Для Хрущева писали очень неплохие спичрайтеры, но проблема была в том, что им нечего было писать. Всякому человеку с научными склонностями очень трудно избавиться от логики. Это политики и урки не стесняются остаться с логическими противоречиями. Для нас же это стыдно: ощущаешь себя как-то некомфортно, когда в споре ты оказываешься нелогичен. Ты вываливаешься в эмоции, сердишься на оппонента и переходишь на личности. Это неприятно интеллигентному человеку. Ну, а этим все равно – это их стиль.

Л.Б.: Сергей Адамович, вы говорили, что тогда нельзя было идти в гуманитаристику. Там можно было попасть в условия очень жесткие. Вы выбираете биологию, не ожидая, что и здесь начнется то же самое. Причем, начнется именно в момент вашего прихода.

С.К.: Да, прямо сразу. Состоялась сессия ВАСХНИЛ, которая была мною воспринята соответственно. И не потому, что я разбирался в проблемах, но потому, что я в стиле разбирался. Вот, например, вы читаете стенографический отчет сессии ВАСХНИЛ – это, кстати,  увлекательнейшее чтение.

Л.Б.: Наверное, в институте вас заставляли все это изучать?

С.К.: Нет, не заставляли. Нас никто не призывал читать этот стенографический отчет. Это была моя личная инициатива. Нам просто плели откровенную бессмысленную пропаганду, которая вся сводилась к ругательствам. Заметьте, между прочим, что все наши классики марксизма-ленинизма ничего другого не умели. Откройте эту чудовищную книжку «Материализм и эмпириокритицизм» – вот это нас заставляли читать – и на истории партии, и на истории философии. Этот курс назывался диалектический материализм. От этого же уши вянут! Ведь там ничего нет, кроме бесстыдных ругательств в адрес оппонентов. Ни-че-го! Это глубоко антинаучная книга.
:::
**Об упражнении**
Верните без изменений часть отрывка, начиная со слов «Л.Б.: Сергей Адамович, вы» и заканчивая словами «все это изучать?».

**Исходный материал**
:::
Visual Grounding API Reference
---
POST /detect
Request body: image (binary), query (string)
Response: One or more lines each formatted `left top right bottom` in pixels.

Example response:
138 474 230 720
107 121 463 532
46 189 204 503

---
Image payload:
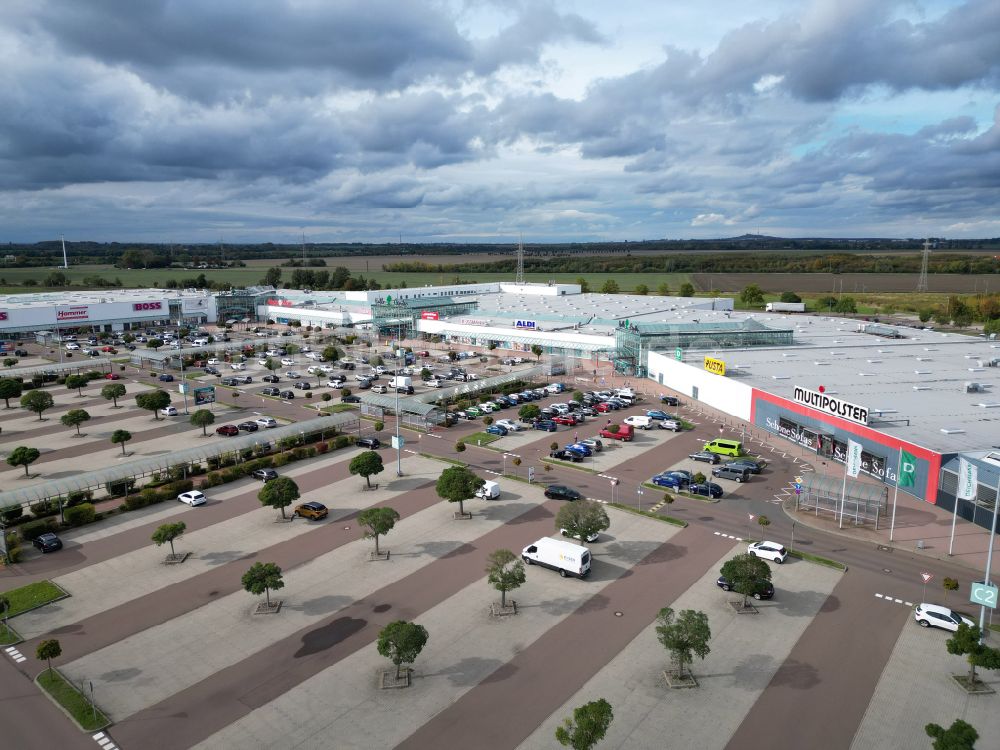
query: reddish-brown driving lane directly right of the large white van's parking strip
398 526 731 748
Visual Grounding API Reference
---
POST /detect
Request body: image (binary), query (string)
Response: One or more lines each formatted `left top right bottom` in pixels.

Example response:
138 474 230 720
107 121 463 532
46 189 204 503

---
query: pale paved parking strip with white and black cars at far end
520 556 841 750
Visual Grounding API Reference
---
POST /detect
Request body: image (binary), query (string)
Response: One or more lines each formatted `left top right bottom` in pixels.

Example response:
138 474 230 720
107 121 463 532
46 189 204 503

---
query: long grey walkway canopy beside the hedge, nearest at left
0 412 358 509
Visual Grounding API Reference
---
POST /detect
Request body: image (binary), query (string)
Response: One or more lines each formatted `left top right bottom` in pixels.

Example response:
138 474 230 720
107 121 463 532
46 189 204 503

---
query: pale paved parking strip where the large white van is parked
192 509 679 750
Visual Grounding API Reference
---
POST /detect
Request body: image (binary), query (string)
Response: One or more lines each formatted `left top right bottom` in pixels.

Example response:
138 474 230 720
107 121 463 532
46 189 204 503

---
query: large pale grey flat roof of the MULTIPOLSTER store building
671 313 1000 453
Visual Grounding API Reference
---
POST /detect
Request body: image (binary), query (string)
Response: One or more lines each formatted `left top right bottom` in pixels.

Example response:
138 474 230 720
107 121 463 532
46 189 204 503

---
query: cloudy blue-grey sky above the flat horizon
0 0 1000 243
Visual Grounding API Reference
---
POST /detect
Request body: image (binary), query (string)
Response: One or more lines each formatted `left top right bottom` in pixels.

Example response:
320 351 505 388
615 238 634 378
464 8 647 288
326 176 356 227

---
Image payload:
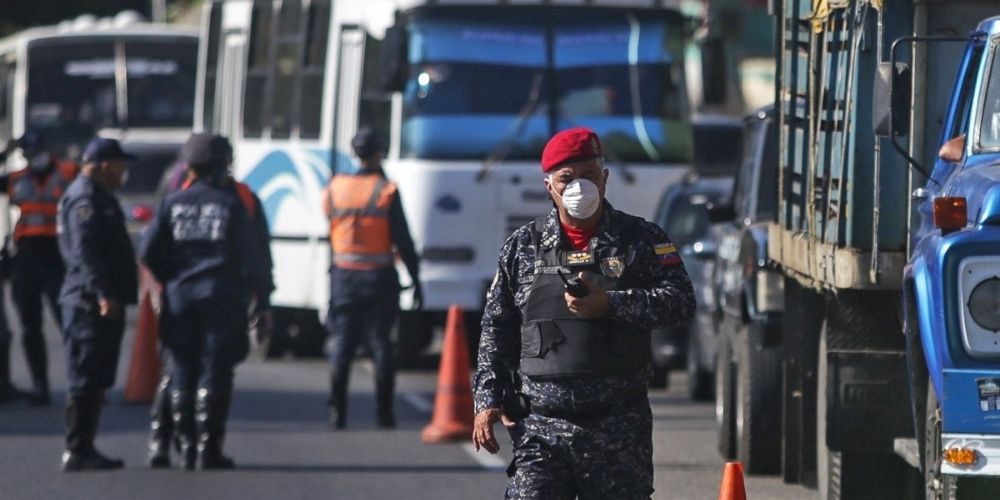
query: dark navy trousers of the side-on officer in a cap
62 304 125 397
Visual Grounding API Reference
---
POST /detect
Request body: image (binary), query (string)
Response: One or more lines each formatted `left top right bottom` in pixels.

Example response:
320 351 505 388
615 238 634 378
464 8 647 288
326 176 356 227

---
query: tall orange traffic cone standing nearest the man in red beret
420 305 472 444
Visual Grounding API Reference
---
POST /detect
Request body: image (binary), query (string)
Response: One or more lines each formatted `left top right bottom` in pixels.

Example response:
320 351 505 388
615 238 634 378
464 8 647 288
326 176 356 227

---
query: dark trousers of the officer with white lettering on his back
161 297 249 394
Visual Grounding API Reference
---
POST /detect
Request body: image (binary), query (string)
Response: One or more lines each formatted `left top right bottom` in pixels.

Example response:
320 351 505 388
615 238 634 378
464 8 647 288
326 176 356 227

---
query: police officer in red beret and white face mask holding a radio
472 128 695 500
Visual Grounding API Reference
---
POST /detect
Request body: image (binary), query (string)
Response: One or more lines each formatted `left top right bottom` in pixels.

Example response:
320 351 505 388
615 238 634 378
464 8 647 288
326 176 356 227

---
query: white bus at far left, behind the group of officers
0 11 198 233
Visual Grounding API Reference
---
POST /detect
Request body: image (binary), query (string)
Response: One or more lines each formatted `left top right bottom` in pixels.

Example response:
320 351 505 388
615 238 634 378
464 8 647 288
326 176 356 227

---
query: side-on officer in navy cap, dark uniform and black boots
58 137 138 472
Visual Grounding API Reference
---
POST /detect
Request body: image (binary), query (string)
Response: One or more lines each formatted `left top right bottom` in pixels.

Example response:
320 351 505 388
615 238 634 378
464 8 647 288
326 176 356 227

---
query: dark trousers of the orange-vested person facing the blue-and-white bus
326 283 399 411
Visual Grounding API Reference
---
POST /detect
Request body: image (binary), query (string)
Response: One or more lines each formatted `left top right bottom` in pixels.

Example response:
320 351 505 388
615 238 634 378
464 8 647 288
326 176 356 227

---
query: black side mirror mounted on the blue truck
872 63 912 137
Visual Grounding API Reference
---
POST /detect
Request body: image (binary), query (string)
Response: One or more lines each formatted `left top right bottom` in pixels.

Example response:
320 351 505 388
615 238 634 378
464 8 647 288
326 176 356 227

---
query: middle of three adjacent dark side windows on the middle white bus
268 2 303 139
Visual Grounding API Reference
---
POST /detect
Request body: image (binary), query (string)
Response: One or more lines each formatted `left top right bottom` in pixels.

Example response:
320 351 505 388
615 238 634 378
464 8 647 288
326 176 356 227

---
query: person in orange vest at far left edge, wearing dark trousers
0 132 79 405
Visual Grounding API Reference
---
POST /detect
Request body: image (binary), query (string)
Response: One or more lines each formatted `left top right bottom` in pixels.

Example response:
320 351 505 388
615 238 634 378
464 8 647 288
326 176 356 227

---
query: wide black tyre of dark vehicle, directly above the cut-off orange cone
736 322 781 474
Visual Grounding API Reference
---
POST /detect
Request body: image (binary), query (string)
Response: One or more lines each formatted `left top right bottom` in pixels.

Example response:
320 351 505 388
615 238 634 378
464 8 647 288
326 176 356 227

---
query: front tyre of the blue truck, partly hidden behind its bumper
924 381 1000 500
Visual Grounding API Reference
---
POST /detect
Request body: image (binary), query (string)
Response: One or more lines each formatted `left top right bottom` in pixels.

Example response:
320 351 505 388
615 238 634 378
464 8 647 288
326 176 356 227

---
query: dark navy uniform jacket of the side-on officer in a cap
58 175 138 306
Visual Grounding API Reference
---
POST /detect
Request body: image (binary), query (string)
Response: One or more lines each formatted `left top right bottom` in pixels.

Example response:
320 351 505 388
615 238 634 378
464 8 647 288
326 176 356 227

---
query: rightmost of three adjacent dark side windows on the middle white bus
299 2 330 139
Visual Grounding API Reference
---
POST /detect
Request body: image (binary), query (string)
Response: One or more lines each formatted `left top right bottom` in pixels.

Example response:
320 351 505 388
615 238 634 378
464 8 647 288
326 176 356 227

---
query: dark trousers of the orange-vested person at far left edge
11 237 66 390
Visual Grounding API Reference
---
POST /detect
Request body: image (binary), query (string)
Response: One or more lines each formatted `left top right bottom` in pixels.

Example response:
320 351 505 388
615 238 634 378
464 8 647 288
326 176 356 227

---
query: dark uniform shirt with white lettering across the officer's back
139 176 271 306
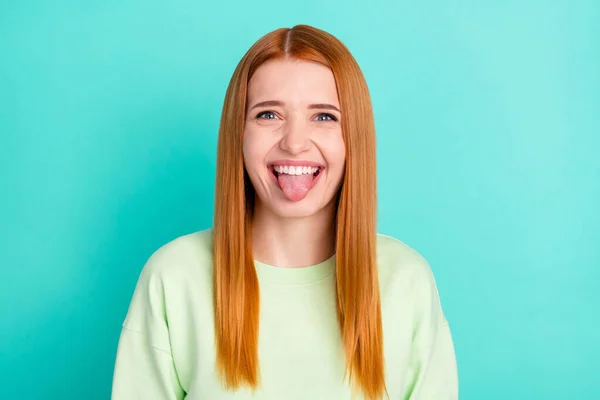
:::
**Результат**
Л.Б.: Сергей Адамович, вы говорили, что тогда нельзя было идти в гуманитаристику. Там можно было попасть в условия очень жесткие. Вы выбираете биологию, не ожидая, что и здесь начнется то же самое. Причем, начнется именно в момент вашего прихода.

С.К.: Да, прямо сразу. Состоялась сессия ВАСХНИЛ, которая была мною воспринята соответственно. И не потому, что я разбирался в проблемах, но потому, что я в стиле разбирался. Вот, например, вы читаете стенографический отчет сессии ВАСХНИЛ – это, кстати,  увлекательнейшее чтение.

Л.Б.: Наверное, в институте вас заставляли все это изучать?